WORK TO COMPLETE
Your answer must be a word-for-word copy of the data.

DATA EXTRACTS section start

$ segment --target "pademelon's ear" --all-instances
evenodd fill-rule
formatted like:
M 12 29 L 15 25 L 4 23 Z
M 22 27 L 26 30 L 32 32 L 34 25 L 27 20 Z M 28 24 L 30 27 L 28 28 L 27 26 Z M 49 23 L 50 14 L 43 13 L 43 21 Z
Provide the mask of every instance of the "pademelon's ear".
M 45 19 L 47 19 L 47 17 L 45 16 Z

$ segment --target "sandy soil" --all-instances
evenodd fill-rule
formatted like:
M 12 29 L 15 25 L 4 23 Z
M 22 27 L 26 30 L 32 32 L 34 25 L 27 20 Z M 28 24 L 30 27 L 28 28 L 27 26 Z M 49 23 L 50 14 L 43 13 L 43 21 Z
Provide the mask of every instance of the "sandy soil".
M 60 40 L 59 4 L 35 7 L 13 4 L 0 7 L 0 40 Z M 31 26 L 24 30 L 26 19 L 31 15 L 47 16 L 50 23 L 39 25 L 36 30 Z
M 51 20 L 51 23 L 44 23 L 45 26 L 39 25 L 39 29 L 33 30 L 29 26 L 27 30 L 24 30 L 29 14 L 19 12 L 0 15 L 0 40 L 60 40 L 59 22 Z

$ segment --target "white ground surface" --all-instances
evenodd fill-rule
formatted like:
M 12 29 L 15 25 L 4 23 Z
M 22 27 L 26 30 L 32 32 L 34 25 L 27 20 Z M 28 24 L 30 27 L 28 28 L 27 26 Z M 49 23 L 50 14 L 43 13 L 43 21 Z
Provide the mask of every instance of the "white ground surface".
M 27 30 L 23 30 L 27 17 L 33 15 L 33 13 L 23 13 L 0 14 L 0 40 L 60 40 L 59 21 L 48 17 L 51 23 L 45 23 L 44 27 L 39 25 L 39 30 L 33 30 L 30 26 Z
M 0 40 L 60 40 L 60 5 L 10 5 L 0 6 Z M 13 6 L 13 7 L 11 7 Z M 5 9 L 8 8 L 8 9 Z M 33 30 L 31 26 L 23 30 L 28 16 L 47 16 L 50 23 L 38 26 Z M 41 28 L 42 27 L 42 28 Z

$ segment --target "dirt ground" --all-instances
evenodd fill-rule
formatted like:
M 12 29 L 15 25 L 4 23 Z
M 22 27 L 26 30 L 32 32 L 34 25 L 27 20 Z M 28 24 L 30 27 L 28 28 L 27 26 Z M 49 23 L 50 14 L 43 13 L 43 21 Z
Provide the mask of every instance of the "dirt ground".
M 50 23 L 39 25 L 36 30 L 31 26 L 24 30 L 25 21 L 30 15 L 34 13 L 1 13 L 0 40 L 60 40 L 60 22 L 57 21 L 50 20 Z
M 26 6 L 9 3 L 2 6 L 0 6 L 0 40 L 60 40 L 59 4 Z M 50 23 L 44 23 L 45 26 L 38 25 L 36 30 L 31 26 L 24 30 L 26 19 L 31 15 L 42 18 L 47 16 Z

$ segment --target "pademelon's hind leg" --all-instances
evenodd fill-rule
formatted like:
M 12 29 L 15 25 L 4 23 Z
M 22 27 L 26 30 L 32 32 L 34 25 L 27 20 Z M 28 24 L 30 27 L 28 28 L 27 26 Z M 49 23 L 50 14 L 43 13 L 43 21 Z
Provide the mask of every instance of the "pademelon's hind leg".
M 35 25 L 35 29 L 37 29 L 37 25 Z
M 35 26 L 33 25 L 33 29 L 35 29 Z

DATA EXTRACTS section end

RESULT FOR THIS EXERCISE
$ segment --target "pademelon's ear" --all-instances
evenodd fill-rule
formatted like:
M 12 29 L 15 25 L 4 23 Z
M 22 27 L 26 30 L 32 32 L 34 25 L 27 20 Z M 28 24 L 30 27 L 28 28 L 27 26 Z M 49 23 L 50 14 L 43 13 L 43 21 Z
Provide the mask of every instance of the "pademelon's ear".
M 45 19 L 47 19 L 47 17 L 45 16 Z

$ segment --target "sandy soil" --all-instances
evenodd fill-rule
formatted like:
M 12 29 L 15 25 L 4 23 Z
M 22 27 L 26 30 L 32 32 L 34 25 L 27 20 Z M 28 24 L 30 27 L 28 28 L 27 26 Z M 49 23 L 50 14 L 43 13 L 43 21 Z
Provide the mask of every instance of the "sandy soil".
M 60 40 L 59 4 L 35 7 L 13 4 L 0 7 L 0 40 Z M 31 26 L 24 30 L 26 19 L 31 15 L 47 16 L 50 23 L 39 25 L 36 30 Z
M 51 20 L 51 23 L 44 23 L 45 26 L 39 25 L 39 29 L 33 30 L 29 26 L 27 30 L 24 30 L 29 14 L 19 12 L 0 15 L 0 40 L 60 40 L 59 22 Z

$ segment --target "white ground surface" --all-instances
evenodd fill-rule
formatted like:
M 12 29 L 15 25 L 4 23 Z
M 22 27 L 26 30 L 32 32 L 34 25 L 27 20 Z M 28 24 L 30 27 L 28 28 L 27 26 Z M 49 23 L 50 14 L 43 13 L 43 21 Z
Provide the mask of every instance of the "white ground surface".
M 27 30 L 23 30 L 27 17 L 33 15 L 33 13 L 23 13 L 0 14 L 0 40 L 60 40 L 59 21 L 48 17 L 51 23 L 45 23 L 44 27 L 39 25 L 39 30 L 33 30 L 30 26 Z
M 0 40 L 60 40 L 60 5 L 10 5 L 0 6 Z M 13 6 L 13 7 L 11 7 Z M 5 9 L 8 8 L 8 9 Z M 33 30 L 31 26 L 23 30 L 28 16 L 47 16 L 50 23 L 38 26 Z M 41 28 L 42 27 L 42 28 Z

$ segment --target "dirt ground" --all-instances
evenodd fill-rule
formatted like:
M 12 29 L 15 25 L 4 23 Z
M 22 27 L 26 30 L 32 32 L 34 25 L 27 20 Z M 28 24 L 30 27 L 28 28 L 27 26 Z M 49 23 L 50 14 L 43 13 L 43 21 Z
Provide the mask of every instance of the "dirt ground".
M 50 23 L 39 25 L 36 30 L 31 26 L 24 30 L 25 21 L 30 15 L 34 13 L 1 13 L 0 40 L 60 40 L 60 22 L 57 21 L 50 20 Z
M 26 6 L 9 3 L 2 6 L 0 6 L 0 40 L 60 40 L 59 4 Z M 50 23 L 44 23 L 45 26 L 38 25 L 36 30 L 31 26 L 24 30 L 26 19 L 31 15 L 42 18 L 47 16 Z

$ segment --target "pademelon's hind leg" --all-instances
evenodd fill-rule
formatted like:
M 12 29 L 15 25 L 4 23 Z
M 22 27 L 26 30 L 32 32 L 34 25 L 27 20 Z M 28 24 L 30 27 L 28 28 L 27 26 Z M 49 23 L 50 14 L 43 13 L 43 21 Z
Provide the mask of every instance of the "pademelon's hind leg".
M 35 25 L 35 29 L 37 29 L 37 25 Z
M 35 26 L 33 25 L 33 29 L 35 29 Z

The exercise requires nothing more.